* [REQUIREMENTS]: Copy out all of the lines below, swapping every "report" for "list" and keeping everything else the same. Leave out the pictures.

* [DATA SHOWN]:
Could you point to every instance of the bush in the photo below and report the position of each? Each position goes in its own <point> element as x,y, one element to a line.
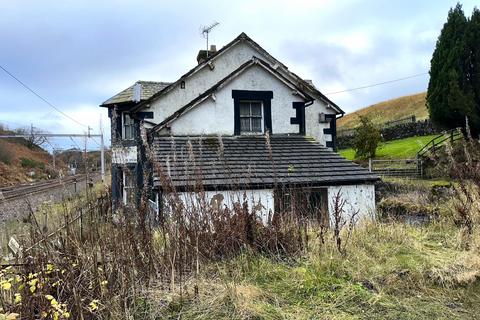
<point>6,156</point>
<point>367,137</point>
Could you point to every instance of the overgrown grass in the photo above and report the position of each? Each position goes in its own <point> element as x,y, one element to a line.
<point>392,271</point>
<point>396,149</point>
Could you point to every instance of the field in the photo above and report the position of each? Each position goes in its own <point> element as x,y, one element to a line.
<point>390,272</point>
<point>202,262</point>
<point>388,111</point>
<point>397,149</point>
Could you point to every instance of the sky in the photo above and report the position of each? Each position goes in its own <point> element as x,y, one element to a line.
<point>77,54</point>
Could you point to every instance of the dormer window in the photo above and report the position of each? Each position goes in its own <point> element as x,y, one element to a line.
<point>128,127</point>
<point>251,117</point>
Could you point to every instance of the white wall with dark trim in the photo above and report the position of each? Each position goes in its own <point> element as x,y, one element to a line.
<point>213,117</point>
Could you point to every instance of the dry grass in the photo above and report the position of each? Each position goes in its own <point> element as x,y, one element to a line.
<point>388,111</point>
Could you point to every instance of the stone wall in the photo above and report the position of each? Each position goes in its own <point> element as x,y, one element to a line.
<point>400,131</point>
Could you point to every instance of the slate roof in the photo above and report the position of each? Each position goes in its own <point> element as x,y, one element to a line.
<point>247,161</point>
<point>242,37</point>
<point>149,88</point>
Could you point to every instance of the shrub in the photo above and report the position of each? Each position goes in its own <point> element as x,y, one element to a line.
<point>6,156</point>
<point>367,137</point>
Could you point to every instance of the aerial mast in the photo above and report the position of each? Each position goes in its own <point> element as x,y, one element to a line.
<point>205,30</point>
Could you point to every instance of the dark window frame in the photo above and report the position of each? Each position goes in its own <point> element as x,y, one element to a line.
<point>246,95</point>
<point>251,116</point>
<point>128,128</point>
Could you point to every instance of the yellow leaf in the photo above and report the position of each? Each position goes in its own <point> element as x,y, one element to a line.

* [EXPECTED ANSWER]:
Could you point to every instance of the bush in the photo below and list the position of each? Each position goes in its own <point> element as x,y, one element to a line.
<point>6,156</point>
<point>367,137</point>
Could you point to every instance of the overgrown grass in the photo above and list the position of each? Each position goes in its own <point> element as x,y, one element to a line.
<point>392,271</point>
<point>396,149</point>
Could you point to every instance of the field in the photo above and list the position of each? Each position goes in its own <point> element as x,y, one element to a line.
<point>390,272</point>
<point>202,262</point>
<point>388,111</point>
<point>397,149</point>
Could you point to every instance of the sky in the photo above and list the position of each? Each position goes in its own <point> element as x,y, one element to a line.
<point>77,54</point>
Could you point to every instance of the dormer window in the photo above and list the position of each? Each position goes in its own <point> element as x,y, one element to a line.
<point>128,127</point>
<point>251,117</point>
Could you point to every instance of the white wall with dark trim in the photo above and list the position of each? Each position goes in its own <point> element as x,y, one element to a line.
<point>213,117</point>
Could you point to every instance of the dry grass in the photo above and list the position of each? Each position goes in its own <point> element as x,y, one element to a line.
<point>388,111</point>
Could you point to every instance of the stone wall in the photo above and list the position of each? Each position goes in its own <point> element as x,y, one element to a line.
<point>400,131</point>
Could you point to every instance of the slate roof in the photo above and list the position of each? Each position goes in its own <point> element as x,y, one element to a line.
<point>247,161</point>
<point>242,37</point>
<point>149,88</point>
Could you point to every instance of the shrub in the photo above and list the position of each? Each position goes in its own <point> element as x,y, one element to a line.
<point>6,156</point>
<point>367,137</point>
Could you point to every instance of the aerial mast in the photo above and list the position of each? Each position goes in its own <point> element as x,y, one element to a line.
<point>205,30</point>
Could you point to every instance of the dark window frame in the photo above and list the position of each? Each position goes in its own <point> element as x,y, one element to a line.
<point>246,95</point>
<point>251,116</point>
<point>128,128</point>
Could you point to every instance of the yellow leaf in the photo above and list the position of each? Each position goes in its own <point> element as x,y, one element to a line.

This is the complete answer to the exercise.